> Task details:
Please return the lines below verbatim, beginning at the one that has "Query: entry door" and stopping after the one that has "Query: golf cart wheel", and add no other lines.

> Exercise material:
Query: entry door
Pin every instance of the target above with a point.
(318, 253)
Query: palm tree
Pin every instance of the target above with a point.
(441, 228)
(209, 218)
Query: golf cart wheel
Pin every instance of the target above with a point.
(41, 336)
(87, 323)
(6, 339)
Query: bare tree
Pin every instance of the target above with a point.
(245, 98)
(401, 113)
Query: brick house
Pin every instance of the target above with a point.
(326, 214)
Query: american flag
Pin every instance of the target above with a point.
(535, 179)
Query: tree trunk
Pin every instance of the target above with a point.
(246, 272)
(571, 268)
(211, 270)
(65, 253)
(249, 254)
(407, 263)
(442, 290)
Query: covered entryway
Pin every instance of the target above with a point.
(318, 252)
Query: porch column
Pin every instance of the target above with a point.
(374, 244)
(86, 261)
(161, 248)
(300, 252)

==

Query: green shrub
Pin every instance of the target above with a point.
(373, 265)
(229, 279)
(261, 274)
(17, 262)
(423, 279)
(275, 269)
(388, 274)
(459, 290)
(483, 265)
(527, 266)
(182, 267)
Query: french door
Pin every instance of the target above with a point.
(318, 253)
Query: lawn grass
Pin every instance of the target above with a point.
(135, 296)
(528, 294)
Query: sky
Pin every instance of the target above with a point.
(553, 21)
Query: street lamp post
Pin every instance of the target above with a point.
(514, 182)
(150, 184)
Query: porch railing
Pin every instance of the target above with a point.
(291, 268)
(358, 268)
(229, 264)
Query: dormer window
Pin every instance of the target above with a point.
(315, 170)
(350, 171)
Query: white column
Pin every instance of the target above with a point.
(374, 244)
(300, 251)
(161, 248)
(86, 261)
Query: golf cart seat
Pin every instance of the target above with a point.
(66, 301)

* * *

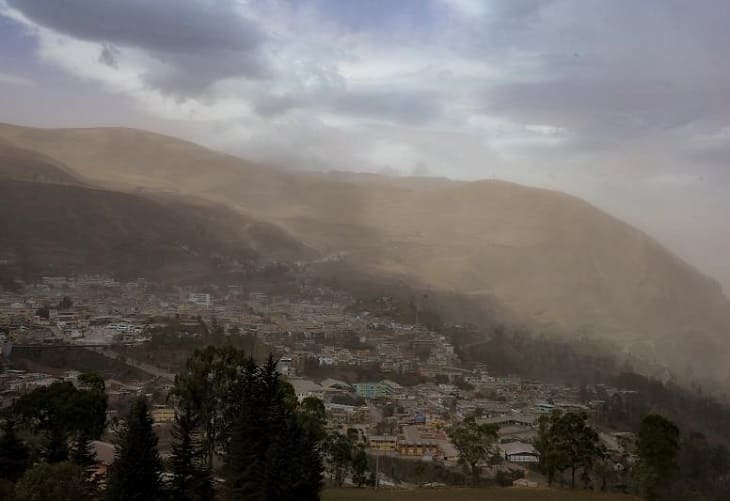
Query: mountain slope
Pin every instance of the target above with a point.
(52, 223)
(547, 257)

> Solution to this exercise:
Query: entry door
Pin every instance of the target above with a point.
(318, 253)
Query: palm tree
Pin every instance of the target above with a point.
(441, 228)
(209, 218)
Query: golf cart wheel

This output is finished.